Prompt
Pick up the text on contact lenses below where it ends, and carry it forward.

Contact Lenses

Originally developed in 1888, contact lenses have a longer history of proven success than most people realize.  Becoming especially popular during the last few decades, 24 million Americans have discovered what a wonderful alternative contact lenses are to a traditional pair of eyeglasses.

Besides the obvious benefits of enhancing visual acuity and appearance, contact lenses also improve the performance of visual tasks related to sports and other activities. In addition, they require very little maintenance and are much less cumbersome than glasses.

With recent advancement in technology, contact lenses have become practical for virtually anyone whose vision may be impaired.  However, it is important to remember that contact lenses are medical devices that require expert fitting, careful instruction and follow-up care.  A trained eye-care professional should administer these services.

Bifocal Contact Lenses

There are numerous bifocal contact lenses available today. Which type to fit depends on your needs and your prescription. All bifocal contacts will have some visual compromise. You are unlikely to have 20/20 vision at both distance and near. In addition, bifocal contacts are very specialized lenses that require careful fitting and numerous follow-up visits. Bifocal contacts work very well for some people. Chances of success increase if you realize that the fitting process can be long and involved.

Eye exam and fittings

The Eye Exam
Before you can actually be fitted for contact lenses, you must have a complete eye examination to determine the overall health of your eyes.  This exam will help us determine which lens material and design is most appropriate for you.

Because a thorough examination often requires the use of eye drops, the actual contact lens fitting may need to be scheduled separately.

The Fitting
Your optimal vision and comfort are the two most important things we consider when the fitting process begins. Without one or the other, contact lenses can often become a burden instead of a relief. That’s why, in some cases, additional visits may be required to make the proper adjustments.
Wide varieties of types, styles, materials, sizes and colors are available to contact lens wearers.  Your eye care professional will discuss the options which make the most sense for you.

Supplied records

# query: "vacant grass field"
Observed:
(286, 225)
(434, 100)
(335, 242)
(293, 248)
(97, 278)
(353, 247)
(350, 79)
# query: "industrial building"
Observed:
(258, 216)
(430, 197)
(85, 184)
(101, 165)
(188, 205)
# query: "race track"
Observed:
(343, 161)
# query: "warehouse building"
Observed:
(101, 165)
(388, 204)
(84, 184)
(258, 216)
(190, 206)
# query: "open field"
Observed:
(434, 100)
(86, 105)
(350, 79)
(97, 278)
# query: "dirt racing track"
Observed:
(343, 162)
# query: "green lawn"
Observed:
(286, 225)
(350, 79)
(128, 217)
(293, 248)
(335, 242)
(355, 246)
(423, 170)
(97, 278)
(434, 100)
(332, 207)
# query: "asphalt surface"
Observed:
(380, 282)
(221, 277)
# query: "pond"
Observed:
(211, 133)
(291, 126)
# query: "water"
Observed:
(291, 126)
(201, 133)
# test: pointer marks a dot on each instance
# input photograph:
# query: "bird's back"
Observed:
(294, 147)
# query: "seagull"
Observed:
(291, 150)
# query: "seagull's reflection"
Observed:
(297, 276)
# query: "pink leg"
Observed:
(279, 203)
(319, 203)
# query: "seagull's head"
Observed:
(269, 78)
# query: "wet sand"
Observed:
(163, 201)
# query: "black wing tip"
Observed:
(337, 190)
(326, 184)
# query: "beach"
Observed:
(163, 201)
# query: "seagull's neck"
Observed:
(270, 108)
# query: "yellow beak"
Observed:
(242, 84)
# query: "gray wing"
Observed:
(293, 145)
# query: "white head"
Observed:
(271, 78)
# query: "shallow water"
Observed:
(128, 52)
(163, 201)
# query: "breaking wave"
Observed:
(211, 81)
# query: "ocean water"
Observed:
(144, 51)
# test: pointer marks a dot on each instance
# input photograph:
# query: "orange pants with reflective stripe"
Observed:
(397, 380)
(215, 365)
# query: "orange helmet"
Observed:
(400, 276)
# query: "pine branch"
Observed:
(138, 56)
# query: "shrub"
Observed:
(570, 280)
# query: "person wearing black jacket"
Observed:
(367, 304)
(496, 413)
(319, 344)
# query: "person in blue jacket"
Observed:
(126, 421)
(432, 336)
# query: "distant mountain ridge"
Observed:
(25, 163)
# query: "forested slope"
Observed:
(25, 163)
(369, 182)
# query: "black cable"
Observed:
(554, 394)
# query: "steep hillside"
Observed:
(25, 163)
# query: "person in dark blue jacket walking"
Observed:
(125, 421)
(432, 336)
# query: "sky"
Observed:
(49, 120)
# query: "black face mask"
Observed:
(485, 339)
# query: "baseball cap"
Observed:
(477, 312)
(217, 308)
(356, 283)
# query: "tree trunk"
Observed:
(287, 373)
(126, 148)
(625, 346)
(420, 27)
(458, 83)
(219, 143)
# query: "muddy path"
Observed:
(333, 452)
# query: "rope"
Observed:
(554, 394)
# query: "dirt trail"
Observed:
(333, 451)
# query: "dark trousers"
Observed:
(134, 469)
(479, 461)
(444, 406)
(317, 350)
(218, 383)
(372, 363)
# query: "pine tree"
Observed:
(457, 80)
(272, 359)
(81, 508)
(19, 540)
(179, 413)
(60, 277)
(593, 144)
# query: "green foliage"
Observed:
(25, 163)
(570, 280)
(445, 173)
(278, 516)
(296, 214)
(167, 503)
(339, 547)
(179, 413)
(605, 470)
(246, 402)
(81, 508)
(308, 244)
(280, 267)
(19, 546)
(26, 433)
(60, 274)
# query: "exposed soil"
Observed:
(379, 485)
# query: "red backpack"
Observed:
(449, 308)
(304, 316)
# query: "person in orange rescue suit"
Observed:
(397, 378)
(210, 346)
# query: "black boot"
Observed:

Answer to this problem
Some standard lenses are stocked and available the same day as your fitting session, while other contact lenses need to be ordered and may take up to a week to arrive.

If your contact lenses are available the day of your fitting, you will be taught insertion, removal and care techniques at that time. If not, we will call you when your lenses arrive to schedule a training session. 


Monovision is where one eye is corrected for far away vision and the other eye is corrected for near vision. This is a very successful option for many people. It can affect depth perception and is not an option for people with “lazy eye” or amblyopia.  Monovision involves no specialized fitting techniques because regular standard contacts (soft or rigid gas permeable) are used and power adjustments are made. The cost for monovision is the same as any regular fitting.


Presbyopia is a condition that affects practically everyone in their mid-forties.  Symptoms include difficulty seeing fine print, fatigue with reading, and arms that no longer seem long enough. It is a natural aging process that occurs because the lens inside the eye no longer focuses well enough to adjust the eye for close distances. It should be noted that this is a condition that occurs with your best distance glasses on. Some nearsighted people may be able to remove their glasses to read.

Contact lenses can be worn with presbyopia, however, they are more complicated to fit.  There are options available to presbyopic patients.  You should realize that all of the options present some compromise in vision and none will restore vision to how it was before the onset of presbyopia.